#### Exercise task
Copy the lines of the records below word for word, starting at the line containing "Where can you find the closet" and ending at the line containing "x=409, y=110", with both of those lines included.

[Entries from a dataset]
====================

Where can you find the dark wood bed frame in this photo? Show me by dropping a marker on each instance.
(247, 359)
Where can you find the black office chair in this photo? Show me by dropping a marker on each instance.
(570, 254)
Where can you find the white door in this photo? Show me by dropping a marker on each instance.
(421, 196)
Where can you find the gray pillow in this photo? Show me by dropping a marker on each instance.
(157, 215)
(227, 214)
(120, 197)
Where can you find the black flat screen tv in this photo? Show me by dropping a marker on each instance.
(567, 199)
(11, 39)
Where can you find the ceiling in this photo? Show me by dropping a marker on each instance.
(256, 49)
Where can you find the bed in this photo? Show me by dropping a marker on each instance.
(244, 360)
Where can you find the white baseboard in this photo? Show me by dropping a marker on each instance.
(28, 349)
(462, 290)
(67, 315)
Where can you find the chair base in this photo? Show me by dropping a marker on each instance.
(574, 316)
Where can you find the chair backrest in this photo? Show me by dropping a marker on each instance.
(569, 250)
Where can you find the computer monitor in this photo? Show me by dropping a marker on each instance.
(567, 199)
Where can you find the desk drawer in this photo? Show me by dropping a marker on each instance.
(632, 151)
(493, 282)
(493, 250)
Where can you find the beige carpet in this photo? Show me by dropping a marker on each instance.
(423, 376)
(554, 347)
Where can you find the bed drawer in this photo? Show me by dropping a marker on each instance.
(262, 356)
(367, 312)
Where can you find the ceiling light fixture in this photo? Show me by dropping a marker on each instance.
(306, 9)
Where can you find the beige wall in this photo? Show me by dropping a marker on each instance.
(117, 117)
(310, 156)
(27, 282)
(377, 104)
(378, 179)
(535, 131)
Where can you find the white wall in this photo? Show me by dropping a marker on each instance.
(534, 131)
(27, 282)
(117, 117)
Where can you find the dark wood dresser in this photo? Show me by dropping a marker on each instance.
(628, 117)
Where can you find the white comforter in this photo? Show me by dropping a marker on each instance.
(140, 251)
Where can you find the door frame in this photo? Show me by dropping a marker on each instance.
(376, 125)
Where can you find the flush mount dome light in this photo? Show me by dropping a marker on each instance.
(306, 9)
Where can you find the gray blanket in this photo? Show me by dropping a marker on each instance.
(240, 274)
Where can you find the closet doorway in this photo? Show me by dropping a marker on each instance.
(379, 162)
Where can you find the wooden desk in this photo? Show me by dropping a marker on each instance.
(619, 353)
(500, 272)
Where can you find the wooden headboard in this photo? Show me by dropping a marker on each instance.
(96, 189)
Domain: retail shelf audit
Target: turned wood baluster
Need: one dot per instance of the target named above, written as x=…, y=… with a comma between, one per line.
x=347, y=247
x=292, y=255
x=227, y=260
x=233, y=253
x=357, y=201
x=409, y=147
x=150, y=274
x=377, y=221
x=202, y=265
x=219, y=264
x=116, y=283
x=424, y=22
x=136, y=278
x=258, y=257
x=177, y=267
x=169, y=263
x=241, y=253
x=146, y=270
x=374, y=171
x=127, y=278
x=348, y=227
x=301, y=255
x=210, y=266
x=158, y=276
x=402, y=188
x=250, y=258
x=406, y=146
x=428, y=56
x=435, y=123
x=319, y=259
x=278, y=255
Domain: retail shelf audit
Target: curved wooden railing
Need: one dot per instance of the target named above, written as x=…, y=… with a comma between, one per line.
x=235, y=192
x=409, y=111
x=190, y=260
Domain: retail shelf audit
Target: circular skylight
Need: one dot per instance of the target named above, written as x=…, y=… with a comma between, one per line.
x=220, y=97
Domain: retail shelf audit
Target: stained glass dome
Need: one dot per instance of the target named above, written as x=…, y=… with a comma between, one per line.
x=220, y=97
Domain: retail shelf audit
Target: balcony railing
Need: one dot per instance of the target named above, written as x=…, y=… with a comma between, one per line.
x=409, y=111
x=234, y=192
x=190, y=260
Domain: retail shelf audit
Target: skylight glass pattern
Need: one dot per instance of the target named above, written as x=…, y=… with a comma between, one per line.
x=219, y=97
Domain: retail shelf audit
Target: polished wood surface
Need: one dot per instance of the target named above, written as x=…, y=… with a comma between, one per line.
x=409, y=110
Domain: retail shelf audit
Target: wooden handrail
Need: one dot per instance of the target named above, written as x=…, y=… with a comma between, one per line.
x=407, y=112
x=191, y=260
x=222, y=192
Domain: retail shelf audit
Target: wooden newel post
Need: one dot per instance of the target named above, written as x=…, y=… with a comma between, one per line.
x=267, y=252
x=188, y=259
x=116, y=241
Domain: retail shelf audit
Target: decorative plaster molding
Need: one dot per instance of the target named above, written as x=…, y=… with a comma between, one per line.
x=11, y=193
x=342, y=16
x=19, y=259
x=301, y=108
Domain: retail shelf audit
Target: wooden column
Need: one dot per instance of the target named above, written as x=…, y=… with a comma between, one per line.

====================

#### Exercise result
Where can you find the closet doorway in this photo? Show me by dropping a marker on each instance.
(379, 162)
Where can you find the wooden desk in this photo? Show me by dropping a marker on each instance.
(619, 353)
(500, 272)
Where can you find the wooden headboard in this photo? Show me by dropping a marker on each instance.
(96, 189)
Domain: retail shelf audit
Target: turned wood baluster
Need: one dot per instance of the target named above, written as x=…, y=… with a comma between, one per line.
x=347, y=247
x=292, y=255
x=227, y=260
x=233, y=253
x=357, y=201
x=409, y=147
x=150, y=274
x=377, y=221
x=202, y=265
x=219, y=264
x=116, y=283
x=424, y=22
x=136, y=278
x=258, y=257
x=177, y=267
x=169, y=263
x=241, y=253
x=146, y=270
x=374, y=171
x=127, y=278
x=348, y=227
x=301, y=255
x=210, y=266
x=158, y=276
x=402, y=188
x=250, y=258
x=406, y=146
x=428, y=56
x=435, y=123
x=319, y=259
x=278, y=255
Domain: retail shelf audit
Target: curved wooden railing
Need: one dot per instance of the target named above, written as x=…, y=… with a comma between, one per line.
x=235, y=192
x=409, y=111
x=190, y=260
Domain: retail shelf audit
Target: circular skylight
Need: one dot per instance of the target named above, written as x=…, y=… with a comma between, one per line.
x=220, y=97
Domain: retail shelf audit
Target: stained glass dome
Need: one dot per instance of the target named above, written as x=…, y=… with a comma between, one per line.
x=220, y=97
Domain: retail shelf audit
Target: balcony railing
Need: one dot per instance of the target named above, written as x=…, y=… with a comma between, one per line.
x=409, y=111
x=234, y=192
x=190, y=260
Domain: retail shelf audit
Target: skylight glass pattern
Need: one dot per instance of the target named above, written as x=…, y=… with a comma between, one per line.
x=219, y=97
Domain: retail shelf audit
Target: polished wood surface
Need: one dot per instance of the target named above, written as x=…, y=… with a comma between, one per line.
x=409, y=110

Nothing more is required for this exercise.